● YOUR INSTRUCTIONS: Pick out and copy each line in the records below that contains the string "water". Matching is case-sensitive.

● DATASET ENTRIES:

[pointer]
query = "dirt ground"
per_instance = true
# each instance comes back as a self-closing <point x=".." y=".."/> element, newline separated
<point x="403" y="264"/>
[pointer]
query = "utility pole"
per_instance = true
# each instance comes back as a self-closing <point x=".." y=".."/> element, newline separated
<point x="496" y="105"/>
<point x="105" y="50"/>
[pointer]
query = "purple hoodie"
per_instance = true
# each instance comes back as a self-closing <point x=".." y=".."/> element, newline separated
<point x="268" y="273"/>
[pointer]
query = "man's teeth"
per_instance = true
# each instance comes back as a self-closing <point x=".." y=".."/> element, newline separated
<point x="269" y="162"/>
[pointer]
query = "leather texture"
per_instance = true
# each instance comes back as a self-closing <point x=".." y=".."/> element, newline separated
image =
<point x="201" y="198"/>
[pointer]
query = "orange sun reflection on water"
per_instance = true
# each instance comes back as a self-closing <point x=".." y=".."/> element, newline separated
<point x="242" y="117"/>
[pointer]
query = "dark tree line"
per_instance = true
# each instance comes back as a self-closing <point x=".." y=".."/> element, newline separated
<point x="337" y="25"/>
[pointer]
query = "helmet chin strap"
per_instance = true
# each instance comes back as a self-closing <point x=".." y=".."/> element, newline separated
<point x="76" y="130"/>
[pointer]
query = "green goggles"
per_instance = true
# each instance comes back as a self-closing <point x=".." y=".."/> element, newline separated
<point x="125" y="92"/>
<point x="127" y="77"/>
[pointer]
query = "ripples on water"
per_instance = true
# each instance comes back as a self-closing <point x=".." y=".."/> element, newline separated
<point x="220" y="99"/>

● SOLUTION BELOW:
query = "orange sun reflection on water"
query = "ripples on water"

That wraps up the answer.